::: TEXT PASSAGE

Upon the terms and conditions set forth in the
Merger Agreement, at the Effective Time, each share of common stock, par value $0.01 per share, of Provident Bancorp outstanding immediately
prior to the Effective Time, other than certain shares held by Provident Bancorp or NB Bancorp, was converted into the right to receive,
at the election of the holder, either (i) 0.691 shares of NB Bancorp common stock (the “Stock Consideration”) or (ii) $13.00
in cash (the “Cash Consideration”), subject to proration procedures to ensure that 50% of the shares of Provident Bancorp
common stock are converted into the Stock Consideration. Holders of shares of Provident Bancorp common stock who receive shares of NB
Bancorp common stock as a result of the Merger will receive cash in lieu of fractional shares (the Stock Consideration, the Cash Consideration
and any cash in lieu of fractional shares collectively, the “Merger Consideration”).
The foregoing description of the Transaction and
the Merger Agreement does not purport to be complete and is qualified in its entirety by reference to the full text of the Merger Agreement,
which is filed as Exhibit 2.1 to this Current Report on Form 8-K, and is incorporated herein by reference.

::::::

WRITTEN INSTRUCTION A >> According to the merger passage, how many shares of NB Bancorp common stock make up the Stock Consideration for each Provident Bancorp share?
WRITTEN INSTRUCTION B >> Write out the merger passage from "The foregoing description" to "herein by reference.", word for word.

::: DATA LINES

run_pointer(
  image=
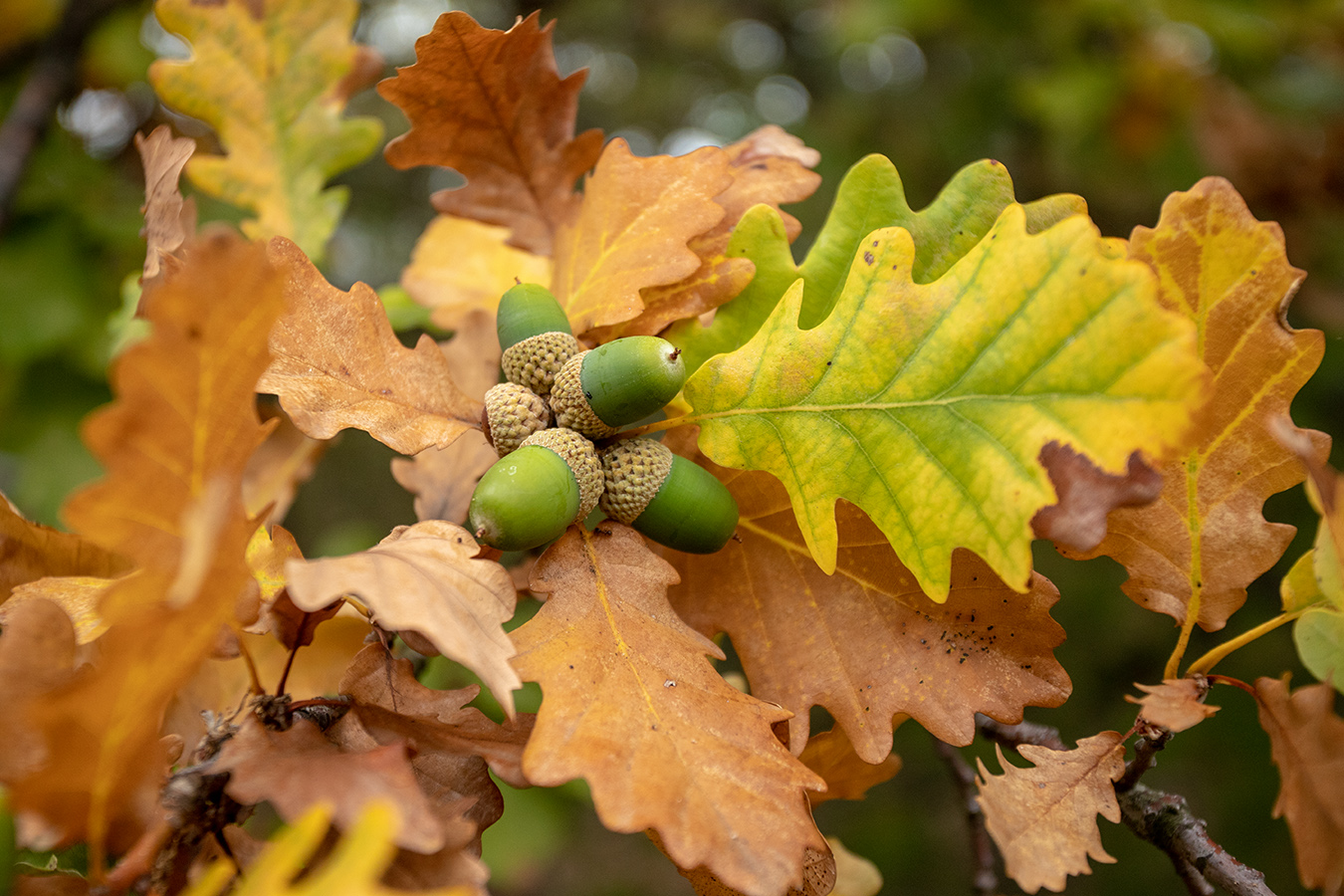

::::::

CORRECT OUTPUT A >> 0.691 shares of NB Bancorp common stock.

CORRECT OUTPUT B >>
The foregoing description of the Transaction and
the Merger Agreement does not purport to be complete and is qualified in its entirety by reference to the full text of the Merger Agreement,
which is filed as Exhibit 2.1 to this Current Report on Form 8-K, and is incorporated herein by reference.